═══ Material provided
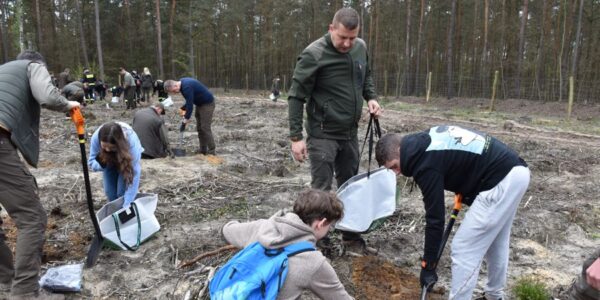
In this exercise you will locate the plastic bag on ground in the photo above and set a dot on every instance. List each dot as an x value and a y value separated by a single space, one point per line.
65 278
367 199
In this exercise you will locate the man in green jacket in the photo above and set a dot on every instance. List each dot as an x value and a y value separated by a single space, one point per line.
25 86
333 77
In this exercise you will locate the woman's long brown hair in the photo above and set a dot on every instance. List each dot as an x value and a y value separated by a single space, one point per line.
112 133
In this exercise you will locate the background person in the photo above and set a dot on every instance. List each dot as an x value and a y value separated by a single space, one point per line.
333 75
314 212
146 85
115 149
152 132
25 86
196 94
492 179
129 88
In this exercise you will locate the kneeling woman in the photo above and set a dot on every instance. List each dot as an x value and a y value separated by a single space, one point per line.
116 150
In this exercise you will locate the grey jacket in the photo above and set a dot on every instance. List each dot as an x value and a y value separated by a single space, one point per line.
24 87
151 130
308 270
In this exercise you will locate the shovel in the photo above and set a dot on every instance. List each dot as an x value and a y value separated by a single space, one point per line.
180 151
455 211
96 245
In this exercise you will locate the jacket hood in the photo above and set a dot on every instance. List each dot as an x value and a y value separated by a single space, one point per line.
412 148
283 229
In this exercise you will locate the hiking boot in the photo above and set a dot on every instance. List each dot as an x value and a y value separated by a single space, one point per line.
483 297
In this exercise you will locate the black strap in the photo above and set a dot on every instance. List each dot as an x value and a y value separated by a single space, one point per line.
137 216
373 129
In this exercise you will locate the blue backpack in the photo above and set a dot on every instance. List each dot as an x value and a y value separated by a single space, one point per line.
255 272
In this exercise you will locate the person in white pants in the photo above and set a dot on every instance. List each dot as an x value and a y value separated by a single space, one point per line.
492 179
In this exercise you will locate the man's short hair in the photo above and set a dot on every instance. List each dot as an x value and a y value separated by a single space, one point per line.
387 148
348 17
315 204
169 84
31 55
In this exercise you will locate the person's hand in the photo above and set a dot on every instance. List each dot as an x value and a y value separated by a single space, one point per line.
374 108
428 278
72 104
593 274
102 164
299 150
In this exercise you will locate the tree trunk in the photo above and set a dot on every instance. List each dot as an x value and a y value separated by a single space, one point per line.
407 55
4 32
484 55
540 59
191 40
449 74
159 40
577 41
524 16
39 26
81 33
418 52
171 39
99 40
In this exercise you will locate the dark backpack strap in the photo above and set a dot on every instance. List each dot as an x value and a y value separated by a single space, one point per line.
139 231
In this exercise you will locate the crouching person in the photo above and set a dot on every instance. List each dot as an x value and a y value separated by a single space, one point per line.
116 150
313 214
492 179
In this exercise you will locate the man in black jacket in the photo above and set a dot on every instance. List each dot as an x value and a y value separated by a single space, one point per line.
492 179
150 128
25 86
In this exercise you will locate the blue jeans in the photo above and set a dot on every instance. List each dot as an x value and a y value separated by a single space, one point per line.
114 184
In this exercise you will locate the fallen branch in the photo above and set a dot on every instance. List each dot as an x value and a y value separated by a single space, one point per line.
207 254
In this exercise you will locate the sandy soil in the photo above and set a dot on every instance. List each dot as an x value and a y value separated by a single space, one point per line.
557 225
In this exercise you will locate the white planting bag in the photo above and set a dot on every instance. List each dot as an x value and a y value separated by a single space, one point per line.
167 102
367 199
126 229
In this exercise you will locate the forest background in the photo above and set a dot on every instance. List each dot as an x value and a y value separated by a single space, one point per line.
534 45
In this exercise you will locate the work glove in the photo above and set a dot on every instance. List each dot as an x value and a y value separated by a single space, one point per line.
428 275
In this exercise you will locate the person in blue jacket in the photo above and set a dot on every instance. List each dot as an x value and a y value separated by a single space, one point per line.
116 150
195 93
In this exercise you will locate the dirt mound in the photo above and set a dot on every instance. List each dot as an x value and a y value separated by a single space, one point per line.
375 278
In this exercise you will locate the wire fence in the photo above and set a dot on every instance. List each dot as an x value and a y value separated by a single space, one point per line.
396 85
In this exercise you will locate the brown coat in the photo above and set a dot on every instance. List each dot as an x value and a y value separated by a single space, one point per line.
307 271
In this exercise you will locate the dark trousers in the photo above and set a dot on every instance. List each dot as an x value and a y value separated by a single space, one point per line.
204 114
129 97
333 157
18 195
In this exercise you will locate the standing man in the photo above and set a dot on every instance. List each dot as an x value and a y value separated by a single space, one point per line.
64 78
150 128
332 74
129 87
195 93
24 87
89 84
492 179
══════
• Aim of the exercise: Set each line of the records down exactly, leaving every picture out.

• Output below:
In this exercise you will locate the plastic bag on ground in the photo above and set a dot on every instance. List each dot as an x value and a y value separated by a single space, one point per line.
65 278
367 199
In this exercise you will locate the man in green jacket in the photo above and set a dot on every instance. List each dot as an x value and a y value separated by a single space, one point per line.
25 86
333 77
In this exercise you will locate the woman's long brown hair in the photo above and set a dot on every instance. List each dot as an x value and a y value separated by a single space, one point per line.
112 133
In this exercise you will locate the background person in the photo above and set a dot on every instance. List each dot as an x value and a y value separated by a single space, one point per line.
333 75
314 212
146 85
115 149
152 132
25 86
196 94
492 179
129 88
In this exercise you will locate the kneeling woman in the photo above and set a dot on every instance. List each dot as an x value and a y value separated by a single space, one point per line.
116 150
In this exercise you will locate the grey jacket in the photo above and set a dot on every instance. List each dot as an x value and a y value separated by a single space, one point per line.
24 87
151 130
308 270
In this exercise you will locate the shovel in the photo above and set a dot on every instance. List each dot as an x value and a y value separated by a single space, one point per line.
180 151
455 211
96 245
In this exercise you will locate the jacket hood in the photo above and set a dot on every instance. List each dot as an x value and a y value separated by a single space, one point per line.
412 148
283 229
In this exercise you will locate the hiking boot in the photo above and set a dot on every instance. List each dot as an x value and a y value separated by a single space, one point per line.
483 297
In this exercise you will locate the black strap in the photo above and set a dot on every instance. List each dot as an x value and a y value separated by a single space, one point per line.
137 216
373 129
In this exercise you will locate the blue backpack in the photo above and set a dot on every instance. List each dot as an x value and a y value separated by a single space, one point per line.
255 272
In this exercise you will locate the person in white pants in the photo above and set a dot on every instance. List each dot as an x value and a y value separated by a single space, one point per line.
492 179
In this exercise you will locate the man's short hair in the photo above and set a dot on every instance. List each dot as an x value and a y value separated by a single space, one point per line.
387 148
348 17
315 204
169 84
31 55
In this exercise you will locate the person's hand in the photo above and set a dot on every instance. List each dot as an x value and a y value separated by a single space, one point per line.
374 108
428 278
72 104
593 274
102 164
299 150
In this exercise you will locate the tree trunk in the photo above and set a dot on every instance. List each dot as an x value and a y value separated by a single space, one point per line.
407 55
4 32
484 55
540 59
191 40
449 74
159 40
577 41
524 16
39 26
81 33
418 52
171 39
99 40
In this exercise you will locate the dark backpack strap in the photo above and set a dot on every instance. List each dot as an x value and a y value separated by a single space, one point per line.
139 231
In this exercise you will locate the crouching person in the photo above and set a dot on every instance. List each dot as an x value and a y value separated by a single space, one point per line.
116 150
313 214
492 179
In this exercise you will locate the man in black jacket in the photo above and set a dot on every instance. List each dot as an x value and a y value separated by a single space, one point per line.
492 179
150 128
25 86
In this exercise you will locate the blue jeans in the photo above and set a dot on every instance. List each dot as an x value and a y value separated by a single space, one point per line.
114 184
In this exercise you will locate the fallen branch in the photo above and set a dot on every instance. List each dot as an x value and a y value separated by a single space, one point per line.
207 254
In this exercise you will locate the sandy soil in the photo above and set a dot on every instance. List each dot as an x value and a y value separated by a single space, one point per line.
557 225
In this exercise you will locate the white planting bag in the photo above and set a dot on every instance. List each dot as an x value and a y value separated by a single space, one point per line.
167 102
367 199
126 229
In this exercise you will locate the forest background in the photo above and set a dot on every instance. List each dot as an x value and a y value separated by a single space, one point per line.
534 45
In this exercise you will locate the work glove in the photo above and set a dot on every instance. List each dot as an x value and a y value separated by a single space, one point per line.
428 275
In this exercise you will locate the person in blue jacket in the photo above and set a dot on every instance. List each dot as an x value and a y value separated by a single space, one point per line.
116 150
195 93
In this exercise you will locate the dirt mound in the photo above and set a dot on every instance. List each dot as an x value and a y value separated by a single space, one point per line.
375 278
In this exercise you will locate the wire fence in the photo above and set a dot on every instance. List each dot as an x value and a y value separated by a single space, one point per line.
396 85
In this exercise you will locate the brown coat in the photo above and set a dot on every instance. List each dot as an x value and a y value separated by a single space, one point per line.
307 271
In this exercise you will locate the dark trousers in the photo above and set a dot on every instance. List each dot as an x value and a y value separated by a single space, one point per line.
204 114
129 97
333 157
18 195
In this exercise you will locate the standing man in the photo above and set a dot on every instance. List each dot as an x value and a y value separated by a single space, one point per line.
64 78
150 128
332 74
129 87
195 93
24 87
89 84
492 179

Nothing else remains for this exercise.